◆ Selected text:
········

Reputation: 536
I'm working on a second house pricing project, so I need to scrape information from one of the largest second house trading platform in China. Here's my problem, the info on the page and the corresponding element using Chrome 'inspect' function are as follows:
my code:
>>>from lxml import etree
>>>import requests
>>>url = 'http://bj.lianjia.com/chengjiao/101101498110.html'
>>>r = requests.get(url)
>>>xiaoqu_avg_price = tree.xpath('//[@id="resblockCardContainer"]/div/div/div[2]/div/div[1]/span/text()')
>>>xiaoqu_avg_price
[]
The returned empty list is not desirable (ideally it should be 73648). Furthermore, I viewed its HTML source code, which shows:
So how should I do to get what I want? And what is the resblockCard means? Thanks.
Upvotes: 1
Views: 82
Reputation: 1549
This site like many others uses ajax for populating content. If you make a similar request you can get desired value in json format.

········

◆ Material provided:

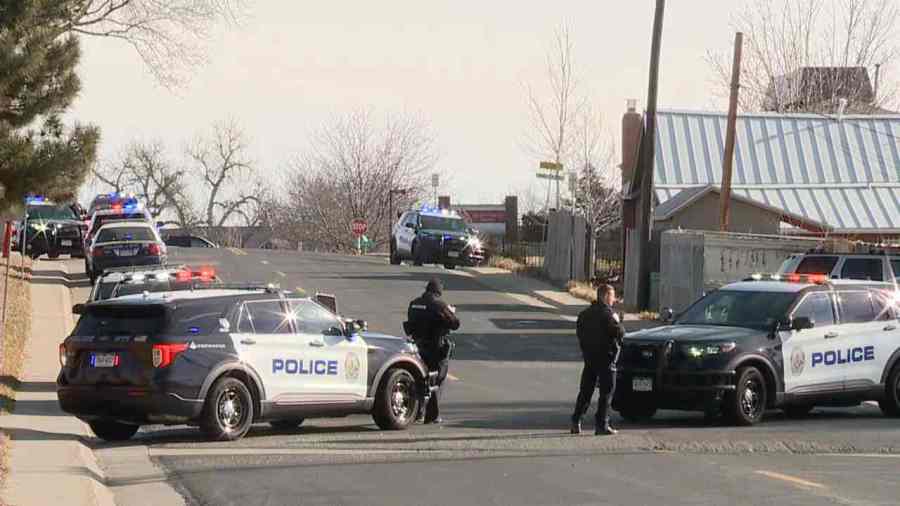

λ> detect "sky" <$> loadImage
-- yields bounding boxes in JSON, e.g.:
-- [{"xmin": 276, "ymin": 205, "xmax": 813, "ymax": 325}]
[{"xmin": 70, "ymin": 0, "xmax": 740, "ymax": 204}]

········

◆ List of tasks:
- a) Reproduce the passage of the scraping thread that opens with the words containing "Reputation: 536" and closes with "resblockCard means? Thanks.".
- b) Translate this sentence from the scraping thread into Spanish: "This site like many others uses ajax for populating content."
You won't need the lines for this.

◆ Responses per task:
- a)
Reputation: 536
I'm working on a second house pricing project, so I need to scrape information from one of the largest second house trading platform in China. Here's my problem, the info on the page and the corresponding element using Chrome 'inspect' function are as follows:
my code:
>>>from lxml import etree
>>>import requests
>>>url = 'http://bj.lianjia.com/chengjiao/101101498110.html'
>>>r = requests.get(url)
>>>xiaoqu_avg_price = tree.xpath('//[@id="resblockCardContainer"]/div/div/div[2]/div/div[1]/span/text()')
>>>xiaoqu_avg_price
[]
The returned empty list is not desirable (ideally it should be 73648). Furthermore, I viewed its HTML source code, which shows:
So how should I do to get what I want? And what is the resblockCard means? Thanks.

- b) Este sitio, como muchos otros, usa ajax para rellenar el contenido.